Problem description:
Locate every line in the data below that contains the string "left", and copy each of those lines. The match is case-sensitive.

Provided data:
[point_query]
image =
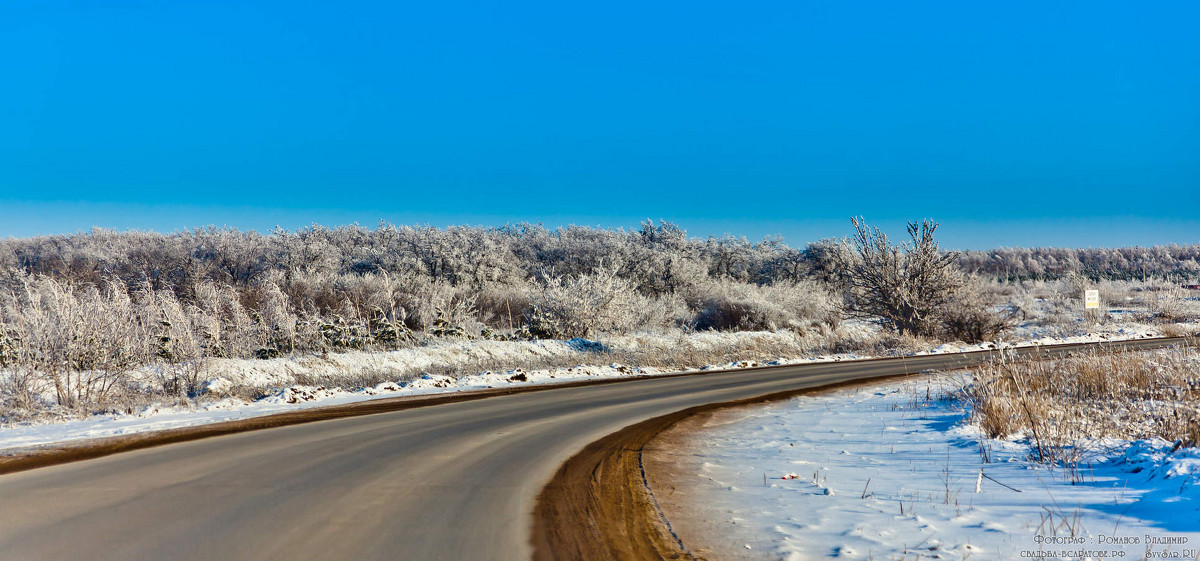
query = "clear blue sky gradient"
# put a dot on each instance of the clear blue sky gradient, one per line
(1013, 124)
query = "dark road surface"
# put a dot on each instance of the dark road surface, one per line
(445, 482)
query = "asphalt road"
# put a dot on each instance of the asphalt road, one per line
(445, 482)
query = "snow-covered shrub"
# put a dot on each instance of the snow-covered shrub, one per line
(586, 305)
(976, 315)
(787, 305)
(82, 342)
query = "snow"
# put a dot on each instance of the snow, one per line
(881, 472)
(294, 382)
(286, 394)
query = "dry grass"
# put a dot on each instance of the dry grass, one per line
(1065, 404)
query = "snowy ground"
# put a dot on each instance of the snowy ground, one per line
(295, 382)
(286, 394)
(881, 472)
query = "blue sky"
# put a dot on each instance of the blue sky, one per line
(1013, 124)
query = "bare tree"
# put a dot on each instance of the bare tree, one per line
(901, 287)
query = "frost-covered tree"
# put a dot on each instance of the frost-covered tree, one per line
(901, 287)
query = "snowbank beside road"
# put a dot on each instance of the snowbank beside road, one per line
(885, 472)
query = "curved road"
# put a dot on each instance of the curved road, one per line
(445, 482)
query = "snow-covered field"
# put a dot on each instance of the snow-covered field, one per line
(406, 366)
(894, 472)
(453, 366)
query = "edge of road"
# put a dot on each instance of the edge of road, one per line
(599, 505)
(43, 456)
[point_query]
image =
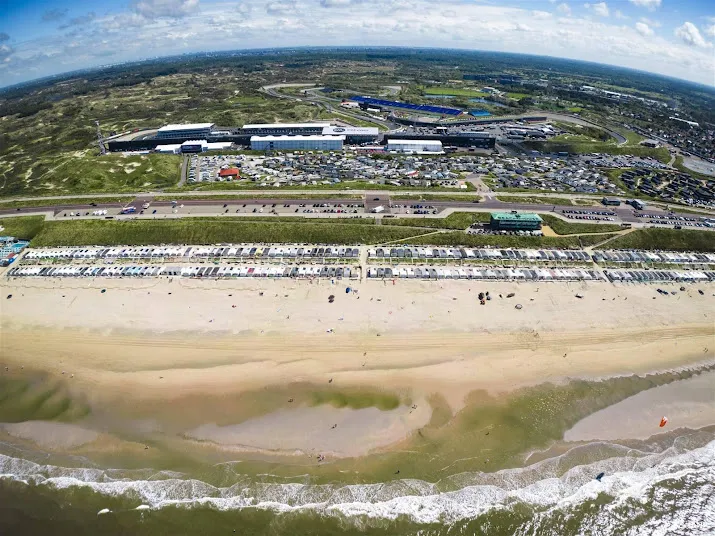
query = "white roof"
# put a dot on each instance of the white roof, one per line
(194, 142)
(348, 131)
(219, 144)
(414, 142)
(315, 137)
(287, 125)
(188, 126)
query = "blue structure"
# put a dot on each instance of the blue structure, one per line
(443, 110)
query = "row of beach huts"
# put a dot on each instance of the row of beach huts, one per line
(245, 251)
(233, 271)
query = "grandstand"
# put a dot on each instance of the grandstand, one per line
(442, 110)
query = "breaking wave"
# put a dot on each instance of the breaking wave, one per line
(673, 483)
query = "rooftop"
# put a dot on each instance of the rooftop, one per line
(315, 137)
(188, 126)
(348, 131)
(287, 125)
(514, 217)
(414, 142)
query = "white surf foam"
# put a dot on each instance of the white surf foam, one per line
(630, 475)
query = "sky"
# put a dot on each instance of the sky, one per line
(45, 37)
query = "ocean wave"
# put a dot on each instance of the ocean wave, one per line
(634, 479)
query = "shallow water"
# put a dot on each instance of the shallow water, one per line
(664, 487)
(660, 485)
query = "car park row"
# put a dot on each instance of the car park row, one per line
(663, 257)
(232, 271)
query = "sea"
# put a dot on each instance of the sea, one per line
(661, 486)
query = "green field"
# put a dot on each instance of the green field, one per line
(212, 231)
(562, 227)
(436, 197)
(660, 153)
(247, 186)
(535, 200)
(456, 220)
(457, 92)
(229, 197)
(68, 201)
(666, 239)
(678, 164)
(23, 227)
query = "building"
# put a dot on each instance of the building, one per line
(194, 146)
(513, 221)
(192, 130)
(353, 135)
(229, 173)
(414, 146)
(301, 143)
(172, 148)
(284, 129)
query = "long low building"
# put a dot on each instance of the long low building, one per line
(414, 146)
(191, 130)
(305, 143)
(514, 221)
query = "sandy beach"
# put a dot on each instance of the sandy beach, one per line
(177, 344)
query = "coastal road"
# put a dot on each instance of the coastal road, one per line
(214, 207)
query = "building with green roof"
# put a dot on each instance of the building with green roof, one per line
(514, 221)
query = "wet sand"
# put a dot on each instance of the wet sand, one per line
(171, 343)
(687, 404)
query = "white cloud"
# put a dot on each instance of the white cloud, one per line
(564, 9)
(643, 29)
(599, 9)
(651, 22)
(335, 3)
(152, 9)
(130, 35)
(649, 4)
(690, 35)
(280, 7)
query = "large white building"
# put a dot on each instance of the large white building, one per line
(414, 146)
(192, 130)
(279, 129)
(305, 143)
(355, 135)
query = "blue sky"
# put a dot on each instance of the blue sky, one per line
(43, 37)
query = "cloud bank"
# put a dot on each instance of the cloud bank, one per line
(150, 28)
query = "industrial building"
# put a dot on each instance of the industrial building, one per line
(304, 143)
(353, 135)
(188, 131)
(513, 221)
(414, 146)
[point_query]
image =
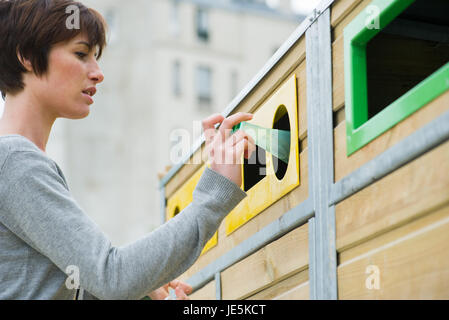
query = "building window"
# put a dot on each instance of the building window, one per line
(175, 27)
(396, 61)
(202, 24)
(234, 84)
(111, 20)
(204, 87)
(176, 79)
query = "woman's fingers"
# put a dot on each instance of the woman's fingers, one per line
(180, 294)
(231, 121)
(209, 126)
(184, 286)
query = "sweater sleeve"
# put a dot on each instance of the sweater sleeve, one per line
(37, 206)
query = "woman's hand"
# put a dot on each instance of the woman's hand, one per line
(225, 150)
(182, 289)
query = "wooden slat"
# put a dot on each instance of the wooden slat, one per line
(341, 17)
(345, 165)
(276, 210)
(338, 74)
(274, 262)
(340, 9)
(405, 194)
(295, 287)
(205, 293)
(412, 262)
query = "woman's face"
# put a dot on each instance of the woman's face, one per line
(67, 89)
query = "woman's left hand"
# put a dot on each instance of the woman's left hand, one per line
(182, 289)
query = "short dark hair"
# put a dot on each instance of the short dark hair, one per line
(29, 28)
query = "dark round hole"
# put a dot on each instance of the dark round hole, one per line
(176, 211)
(281, 122)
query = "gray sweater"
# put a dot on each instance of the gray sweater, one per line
(43, 231)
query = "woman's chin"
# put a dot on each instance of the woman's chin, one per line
(81, 113)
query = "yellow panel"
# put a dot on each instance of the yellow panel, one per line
(182, 198)
(270, 188)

Answer to the task:
query = "woman's left hand"
# put a dot on each instance of the woman's left hand, one per line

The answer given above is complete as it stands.